====== Supplied records ======

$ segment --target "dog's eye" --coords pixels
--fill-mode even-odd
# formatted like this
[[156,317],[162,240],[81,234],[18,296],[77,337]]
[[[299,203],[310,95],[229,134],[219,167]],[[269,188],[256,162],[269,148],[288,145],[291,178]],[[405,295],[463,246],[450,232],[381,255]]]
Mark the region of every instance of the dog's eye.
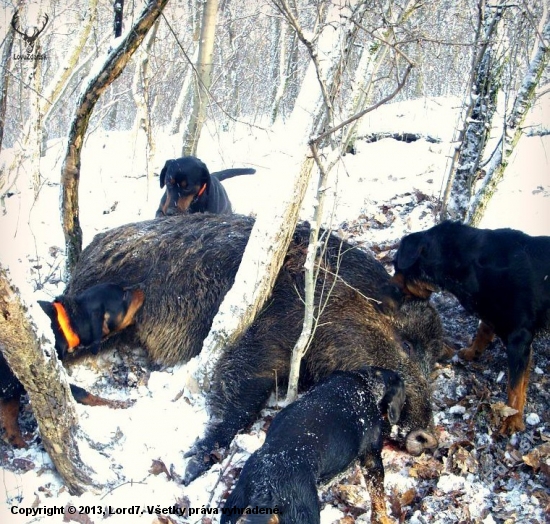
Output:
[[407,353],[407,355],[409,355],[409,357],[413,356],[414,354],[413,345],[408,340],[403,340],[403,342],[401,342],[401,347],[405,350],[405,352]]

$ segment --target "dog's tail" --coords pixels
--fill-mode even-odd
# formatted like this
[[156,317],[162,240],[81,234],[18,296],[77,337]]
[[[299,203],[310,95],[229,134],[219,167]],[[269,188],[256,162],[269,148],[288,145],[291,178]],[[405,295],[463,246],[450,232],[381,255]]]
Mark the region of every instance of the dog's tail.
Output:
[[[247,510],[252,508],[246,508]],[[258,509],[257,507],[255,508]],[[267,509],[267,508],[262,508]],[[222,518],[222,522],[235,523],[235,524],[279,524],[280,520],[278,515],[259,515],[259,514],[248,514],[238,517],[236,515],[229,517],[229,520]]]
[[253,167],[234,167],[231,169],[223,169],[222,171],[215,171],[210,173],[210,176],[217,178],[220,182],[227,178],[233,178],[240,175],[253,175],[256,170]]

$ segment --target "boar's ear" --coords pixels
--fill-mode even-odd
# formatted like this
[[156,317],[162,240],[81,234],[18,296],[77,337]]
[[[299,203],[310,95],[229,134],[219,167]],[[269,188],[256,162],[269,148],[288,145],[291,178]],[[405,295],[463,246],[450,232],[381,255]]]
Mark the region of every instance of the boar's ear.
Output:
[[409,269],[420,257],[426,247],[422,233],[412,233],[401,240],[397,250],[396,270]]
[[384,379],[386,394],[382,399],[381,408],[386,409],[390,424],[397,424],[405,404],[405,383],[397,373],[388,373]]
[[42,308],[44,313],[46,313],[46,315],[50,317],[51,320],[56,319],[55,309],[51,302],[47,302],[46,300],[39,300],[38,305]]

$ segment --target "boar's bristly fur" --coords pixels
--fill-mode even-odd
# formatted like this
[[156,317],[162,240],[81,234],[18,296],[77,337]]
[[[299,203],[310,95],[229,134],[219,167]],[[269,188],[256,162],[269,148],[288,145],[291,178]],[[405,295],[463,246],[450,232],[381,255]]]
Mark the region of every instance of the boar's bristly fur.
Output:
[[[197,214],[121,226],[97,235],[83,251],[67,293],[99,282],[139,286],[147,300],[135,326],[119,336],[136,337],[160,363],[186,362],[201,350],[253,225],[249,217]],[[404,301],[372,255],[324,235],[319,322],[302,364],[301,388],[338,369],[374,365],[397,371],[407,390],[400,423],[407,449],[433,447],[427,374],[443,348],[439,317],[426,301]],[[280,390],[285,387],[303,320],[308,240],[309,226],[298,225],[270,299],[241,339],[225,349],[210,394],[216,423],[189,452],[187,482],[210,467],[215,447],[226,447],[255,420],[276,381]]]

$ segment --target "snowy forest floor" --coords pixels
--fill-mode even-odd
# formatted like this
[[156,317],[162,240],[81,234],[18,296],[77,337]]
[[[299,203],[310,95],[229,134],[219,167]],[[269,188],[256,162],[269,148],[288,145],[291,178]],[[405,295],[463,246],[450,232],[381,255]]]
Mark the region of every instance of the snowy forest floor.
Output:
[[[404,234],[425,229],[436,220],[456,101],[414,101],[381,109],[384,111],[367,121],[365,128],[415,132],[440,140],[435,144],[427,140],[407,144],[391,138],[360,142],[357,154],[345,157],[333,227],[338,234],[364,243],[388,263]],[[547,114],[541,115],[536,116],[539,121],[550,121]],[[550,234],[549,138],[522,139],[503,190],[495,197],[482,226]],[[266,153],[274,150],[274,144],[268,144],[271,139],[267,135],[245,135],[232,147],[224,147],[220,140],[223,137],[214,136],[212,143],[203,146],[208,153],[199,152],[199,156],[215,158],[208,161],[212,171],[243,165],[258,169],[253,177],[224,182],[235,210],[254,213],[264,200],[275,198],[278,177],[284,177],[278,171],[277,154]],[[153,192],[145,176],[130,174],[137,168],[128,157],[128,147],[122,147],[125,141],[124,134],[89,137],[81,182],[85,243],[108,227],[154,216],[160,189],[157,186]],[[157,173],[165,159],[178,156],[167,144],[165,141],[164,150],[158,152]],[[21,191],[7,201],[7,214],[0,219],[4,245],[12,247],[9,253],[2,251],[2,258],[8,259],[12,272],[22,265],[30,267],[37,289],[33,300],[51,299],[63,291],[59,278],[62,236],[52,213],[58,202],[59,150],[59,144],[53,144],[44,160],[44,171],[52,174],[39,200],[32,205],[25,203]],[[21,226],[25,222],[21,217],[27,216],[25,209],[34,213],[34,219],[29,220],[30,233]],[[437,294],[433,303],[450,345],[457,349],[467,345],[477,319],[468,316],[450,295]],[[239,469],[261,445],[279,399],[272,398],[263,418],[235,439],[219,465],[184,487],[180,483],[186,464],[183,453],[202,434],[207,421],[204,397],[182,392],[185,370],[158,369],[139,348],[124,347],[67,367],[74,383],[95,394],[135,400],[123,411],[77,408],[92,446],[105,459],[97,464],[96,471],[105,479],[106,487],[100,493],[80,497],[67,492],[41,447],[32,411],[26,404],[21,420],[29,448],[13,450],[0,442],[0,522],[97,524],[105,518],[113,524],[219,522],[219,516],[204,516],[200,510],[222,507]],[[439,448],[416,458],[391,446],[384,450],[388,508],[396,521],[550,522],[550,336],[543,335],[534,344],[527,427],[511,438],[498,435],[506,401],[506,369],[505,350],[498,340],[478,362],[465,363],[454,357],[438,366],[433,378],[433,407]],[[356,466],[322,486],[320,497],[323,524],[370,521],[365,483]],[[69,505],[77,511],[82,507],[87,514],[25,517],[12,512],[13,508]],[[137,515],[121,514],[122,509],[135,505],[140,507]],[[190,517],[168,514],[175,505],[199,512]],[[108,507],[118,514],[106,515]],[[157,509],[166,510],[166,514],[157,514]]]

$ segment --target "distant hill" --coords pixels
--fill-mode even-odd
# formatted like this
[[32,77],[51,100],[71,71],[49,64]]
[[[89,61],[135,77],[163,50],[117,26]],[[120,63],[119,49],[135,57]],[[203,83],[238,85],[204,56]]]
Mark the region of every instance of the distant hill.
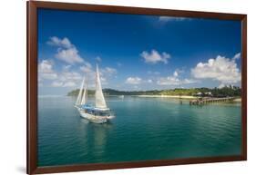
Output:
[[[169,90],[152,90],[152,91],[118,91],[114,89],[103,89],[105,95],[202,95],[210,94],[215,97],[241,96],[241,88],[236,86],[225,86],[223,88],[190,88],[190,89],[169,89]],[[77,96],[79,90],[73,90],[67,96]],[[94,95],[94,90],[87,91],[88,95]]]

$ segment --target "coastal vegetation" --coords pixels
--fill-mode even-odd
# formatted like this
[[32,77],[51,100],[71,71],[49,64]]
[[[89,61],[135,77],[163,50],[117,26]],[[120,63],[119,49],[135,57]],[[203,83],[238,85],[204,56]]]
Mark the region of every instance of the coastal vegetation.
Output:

======
====== Supplied records ======

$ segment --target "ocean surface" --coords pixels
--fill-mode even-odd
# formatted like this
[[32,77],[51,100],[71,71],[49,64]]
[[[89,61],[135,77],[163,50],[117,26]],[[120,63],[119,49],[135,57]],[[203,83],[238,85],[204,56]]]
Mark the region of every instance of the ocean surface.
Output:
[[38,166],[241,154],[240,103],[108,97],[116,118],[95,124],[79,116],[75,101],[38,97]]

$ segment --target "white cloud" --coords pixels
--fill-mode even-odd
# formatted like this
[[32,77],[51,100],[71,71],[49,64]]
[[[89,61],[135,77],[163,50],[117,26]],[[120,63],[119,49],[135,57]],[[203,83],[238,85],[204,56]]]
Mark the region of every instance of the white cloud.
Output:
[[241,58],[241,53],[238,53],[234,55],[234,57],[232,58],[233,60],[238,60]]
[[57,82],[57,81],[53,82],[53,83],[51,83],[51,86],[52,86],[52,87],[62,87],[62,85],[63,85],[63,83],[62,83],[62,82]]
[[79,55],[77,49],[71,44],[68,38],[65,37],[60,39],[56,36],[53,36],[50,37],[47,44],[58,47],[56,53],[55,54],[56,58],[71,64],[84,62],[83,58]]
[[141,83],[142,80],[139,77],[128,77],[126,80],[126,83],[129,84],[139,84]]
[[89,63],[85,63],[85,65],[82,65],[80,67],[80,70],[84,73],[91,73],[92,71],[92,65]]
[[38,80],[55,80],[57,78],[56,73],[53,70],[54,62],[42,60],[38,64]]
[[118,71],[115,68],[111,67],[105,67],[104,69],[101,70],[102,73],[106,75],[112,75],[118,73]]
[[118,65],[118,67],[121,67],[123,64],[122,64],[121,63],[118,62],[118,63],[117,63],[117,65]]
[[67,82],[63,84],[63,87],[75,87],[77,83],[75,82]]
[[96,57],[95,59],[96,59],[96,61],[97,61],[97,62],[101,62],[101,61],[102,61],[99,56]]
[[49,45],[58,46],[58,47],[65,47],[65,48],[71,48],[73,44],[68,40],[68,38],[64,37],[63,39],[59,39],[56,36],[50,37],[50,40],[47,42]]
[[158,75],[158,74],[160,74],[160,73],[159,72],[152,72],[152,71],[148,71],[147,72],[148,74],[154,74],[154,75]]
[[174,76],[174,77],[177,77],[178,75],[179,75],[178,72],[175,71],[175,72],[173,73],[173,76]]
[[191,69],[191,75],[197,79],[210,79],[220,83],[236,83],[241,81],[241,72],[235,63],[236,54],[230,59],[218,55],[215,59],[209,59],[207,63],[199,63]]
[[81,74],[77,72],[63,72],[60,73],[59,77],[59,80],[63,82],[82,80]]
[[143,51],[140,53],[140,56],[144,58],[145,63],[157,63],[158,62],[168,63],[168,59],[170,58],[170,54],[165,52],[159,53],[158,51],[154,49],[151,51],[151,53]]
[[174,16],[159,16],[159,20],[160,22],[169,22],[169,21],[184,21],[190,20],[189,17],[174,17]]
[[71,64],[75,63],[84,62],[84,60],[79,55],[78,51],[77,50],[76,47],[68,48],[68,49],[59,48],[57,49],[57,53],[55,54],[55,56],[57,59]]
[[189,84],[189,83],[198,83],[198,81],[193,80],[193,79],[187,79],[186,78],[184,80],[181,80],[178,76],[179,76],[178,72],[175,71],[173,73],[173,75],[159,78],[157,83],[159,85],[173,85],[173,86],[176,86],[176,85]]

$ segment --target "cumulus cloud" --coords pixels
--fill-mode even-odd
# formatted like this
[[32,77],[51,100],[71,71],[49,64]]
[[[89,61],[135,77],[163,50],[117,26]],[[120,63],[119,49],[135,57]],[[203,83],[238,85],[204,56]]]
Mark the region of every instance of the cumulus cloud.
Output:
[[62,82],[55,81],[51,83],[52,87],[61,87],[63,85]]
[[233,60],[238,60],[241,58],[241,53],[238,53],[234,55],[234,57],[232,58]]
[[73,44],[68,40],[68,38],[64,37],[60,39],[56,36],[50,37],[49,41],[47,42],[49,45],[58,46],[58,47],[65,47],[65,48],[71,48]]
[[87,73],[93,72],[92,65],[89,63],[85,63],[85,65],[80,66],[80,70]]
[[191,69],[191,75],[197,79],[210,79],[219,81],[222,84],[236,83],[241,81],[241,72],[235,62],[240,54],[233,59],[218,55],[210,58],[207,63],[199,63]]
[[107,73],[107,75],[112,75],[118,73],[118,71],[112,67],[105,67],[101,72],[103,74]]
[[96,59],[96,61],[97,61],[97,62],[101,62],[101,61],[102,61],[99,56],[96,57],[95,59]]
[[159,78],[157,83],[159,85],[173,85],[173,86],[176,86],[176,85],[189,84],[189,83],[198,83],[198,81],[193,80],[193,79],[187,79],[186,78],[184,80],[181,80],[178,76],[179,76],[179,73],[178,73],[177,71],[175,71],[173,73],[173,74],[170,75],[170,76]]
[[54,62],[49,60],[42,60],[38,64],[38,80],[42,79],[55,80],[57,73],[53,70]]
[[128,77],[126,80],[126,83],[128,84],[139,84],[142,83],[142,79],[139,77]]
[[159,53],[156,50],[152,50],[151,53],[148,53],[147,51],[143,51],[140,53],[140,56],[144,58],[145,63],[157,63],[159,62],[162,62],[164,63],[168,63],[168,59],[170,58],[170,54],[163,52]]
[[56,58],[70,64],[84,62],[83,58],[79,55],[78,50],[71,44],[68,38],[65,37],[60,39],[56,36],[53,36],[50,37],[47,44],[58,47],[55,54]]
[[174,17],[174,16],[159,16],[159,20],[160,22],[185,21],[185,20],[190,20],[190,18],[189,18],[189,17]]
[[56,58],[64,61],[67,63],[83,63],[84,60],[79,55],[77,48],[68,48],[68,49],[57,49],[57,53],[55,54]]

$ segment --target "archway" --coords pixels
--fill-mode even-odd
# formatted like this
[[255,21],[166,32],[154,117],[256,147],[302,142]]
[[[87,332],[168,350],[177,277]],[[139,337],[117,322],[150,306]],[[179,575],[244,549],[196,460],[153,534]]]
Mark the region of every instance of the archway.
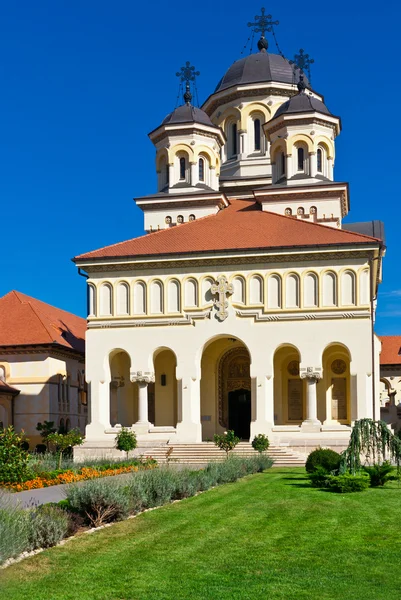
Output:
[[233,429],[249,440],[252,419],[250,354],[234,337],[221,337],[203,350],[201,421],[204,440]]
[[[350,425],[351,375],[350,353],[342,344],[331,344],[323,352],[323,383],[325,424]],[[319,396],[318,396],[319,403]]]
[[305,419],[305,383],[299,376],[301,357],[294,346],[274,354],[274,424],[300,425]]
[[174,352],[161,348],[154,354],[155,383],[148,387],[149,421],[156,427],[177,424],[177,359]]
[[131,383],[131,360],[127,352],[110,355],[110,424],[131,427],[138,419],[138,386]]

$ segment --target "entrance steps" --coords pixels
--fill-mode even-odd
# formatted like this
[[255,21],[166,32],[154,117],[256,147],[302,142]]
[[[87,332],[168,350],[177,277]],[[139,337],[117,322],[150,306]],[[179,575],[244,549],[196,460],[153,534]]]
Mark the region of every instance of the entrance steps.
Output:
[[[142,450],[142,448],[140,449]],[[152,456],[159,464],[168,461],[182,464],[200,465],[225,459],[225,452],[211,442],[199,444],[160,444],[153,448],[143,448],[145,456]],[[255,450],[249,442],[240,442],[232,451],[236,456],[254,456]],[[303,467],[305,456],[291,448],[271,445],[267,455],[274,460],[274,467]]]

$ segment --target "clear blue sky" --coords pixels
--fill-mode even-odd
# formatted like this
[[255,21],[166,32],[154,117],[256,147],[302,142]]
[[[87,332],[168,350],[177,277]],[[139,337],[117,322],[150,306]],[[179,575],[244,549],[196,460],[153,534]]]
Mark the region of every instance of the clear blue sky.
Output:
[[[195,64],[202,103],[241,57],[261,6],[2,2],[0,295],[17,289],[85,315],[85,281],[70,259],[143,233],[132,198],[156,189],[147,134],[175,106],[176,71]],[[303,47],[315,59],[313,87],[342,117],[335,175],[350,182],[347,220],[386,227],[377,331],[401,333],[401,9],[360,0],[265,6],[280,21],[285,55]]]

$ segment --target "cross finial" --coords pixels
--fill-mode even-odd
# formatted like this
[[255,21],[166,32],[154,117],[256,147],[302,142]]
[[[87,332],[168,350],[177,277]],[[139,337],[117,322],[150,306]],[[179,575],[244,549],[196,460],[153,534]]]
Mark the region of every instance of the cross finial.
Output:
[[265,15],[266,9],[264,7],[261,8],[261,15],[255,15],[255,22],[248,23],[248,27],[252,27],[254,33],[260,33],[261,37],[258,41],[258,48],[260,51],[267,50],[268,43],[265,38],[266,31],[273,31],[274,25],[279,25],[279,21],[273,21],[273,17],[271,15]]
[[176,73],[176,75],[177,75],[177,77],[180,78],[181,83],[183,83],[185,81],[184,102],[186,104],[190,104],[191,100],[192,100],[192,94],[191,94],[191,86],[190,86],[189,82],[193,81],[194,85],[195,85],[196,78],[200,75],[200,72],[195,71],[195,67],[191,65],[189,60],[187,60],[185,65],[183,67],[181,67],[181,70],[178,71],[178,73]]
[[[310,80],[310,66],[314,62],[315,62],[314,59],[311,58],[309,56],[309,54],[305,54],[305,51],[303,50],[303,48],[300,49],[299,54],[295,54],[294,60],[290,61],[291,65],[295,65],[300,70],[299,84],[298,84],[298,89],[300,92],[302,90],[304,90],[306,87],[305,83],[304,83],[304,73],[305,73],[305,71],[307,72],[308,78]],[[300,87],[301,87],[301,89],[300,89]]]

======
====== Supplied records ======

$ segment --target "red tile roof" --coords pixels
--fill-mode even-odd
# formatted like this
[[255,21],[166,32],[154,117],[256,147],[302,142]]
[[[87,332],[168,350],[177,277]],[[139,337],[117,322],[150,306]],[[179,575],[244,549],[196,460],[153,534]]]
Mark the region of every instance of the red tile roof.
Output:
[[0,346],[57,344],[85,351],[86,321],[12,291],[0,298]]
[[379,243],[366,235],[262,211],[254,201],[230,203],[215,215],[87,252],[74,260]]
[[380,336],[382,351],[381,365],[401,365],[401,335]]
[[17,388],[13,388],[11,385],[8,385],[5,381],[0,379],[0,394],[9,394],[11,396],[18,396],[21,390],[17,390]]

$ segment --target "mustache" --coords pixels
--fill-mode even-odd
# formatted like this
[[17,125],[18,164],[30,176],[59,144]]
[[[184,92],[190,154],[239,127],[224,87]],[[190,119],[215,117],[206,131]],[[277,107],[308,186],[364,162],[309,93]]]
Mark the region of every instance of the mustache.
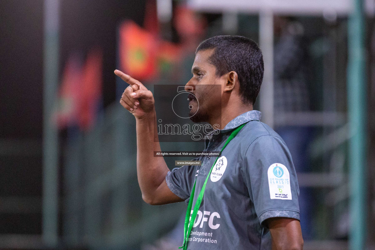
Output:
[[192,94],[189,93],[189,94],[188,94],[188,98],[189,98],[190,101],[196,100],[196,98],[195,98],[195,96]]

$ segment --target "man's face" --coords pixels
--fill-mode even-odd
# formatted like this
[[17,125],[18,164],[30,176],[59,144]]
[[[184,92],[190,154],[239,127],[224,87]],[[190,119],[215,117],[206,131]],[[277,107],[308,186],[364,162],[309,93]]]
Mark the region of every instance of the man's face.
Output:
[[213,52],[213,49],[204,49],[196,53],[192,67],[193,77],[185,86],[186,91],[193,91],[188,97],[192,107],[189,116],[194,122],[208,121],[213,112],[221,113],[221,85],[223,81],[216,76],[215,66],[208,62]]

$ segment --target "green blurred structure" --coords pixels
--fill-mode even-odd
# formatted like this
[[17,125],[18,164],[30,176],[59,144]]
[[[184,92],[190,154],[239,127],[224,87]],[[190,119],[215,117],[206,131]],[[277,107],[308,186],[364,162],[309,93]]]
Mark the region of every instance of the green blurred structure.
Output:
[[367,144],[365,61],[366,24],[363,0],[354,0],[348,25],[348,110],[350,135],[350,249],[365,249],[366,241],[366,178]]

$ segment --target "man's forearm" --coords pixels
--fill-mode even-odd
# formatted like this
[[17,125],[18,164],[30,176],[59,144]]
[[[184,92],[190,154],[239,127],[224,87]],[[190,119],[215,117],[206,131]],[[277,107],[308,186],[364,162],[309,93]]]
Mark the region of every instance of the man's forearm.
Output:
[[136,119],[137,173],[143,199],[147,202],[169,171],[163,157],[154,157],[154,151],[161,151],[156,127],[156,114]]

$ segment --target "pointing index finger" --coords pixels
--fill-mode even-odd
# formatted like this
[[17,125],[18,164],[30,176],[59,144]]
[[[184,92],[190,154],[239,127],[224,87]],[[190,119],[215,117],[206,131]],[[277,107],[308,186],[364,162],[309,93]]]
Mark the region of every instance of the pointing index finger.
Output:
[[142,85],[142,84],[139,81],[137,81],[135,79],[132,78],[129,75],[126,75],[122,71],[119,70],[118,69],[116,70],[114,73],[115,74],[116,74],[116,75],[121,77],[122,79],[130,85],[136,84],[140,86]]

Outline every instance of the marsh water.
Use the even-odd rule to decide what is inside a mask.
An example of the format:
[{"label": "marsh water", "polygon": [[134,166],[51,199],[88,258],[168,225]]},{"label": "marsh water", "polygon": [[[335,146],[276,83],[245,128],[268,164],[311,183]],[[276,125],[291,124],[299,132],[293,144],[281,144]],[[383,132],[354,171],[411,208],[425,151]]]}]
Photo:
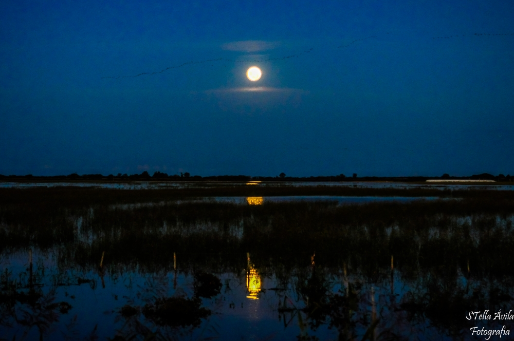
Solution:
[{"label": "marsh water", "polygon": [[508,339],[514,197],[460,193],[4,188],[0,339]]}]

======

• [Requirements]: Select each line of the material above that contains the word "pointing", and copy those lines.

• [Right answer]:
$ segment --target "pointing index finger" --coords pixels
Mark the region of every instance of the pointing index finger.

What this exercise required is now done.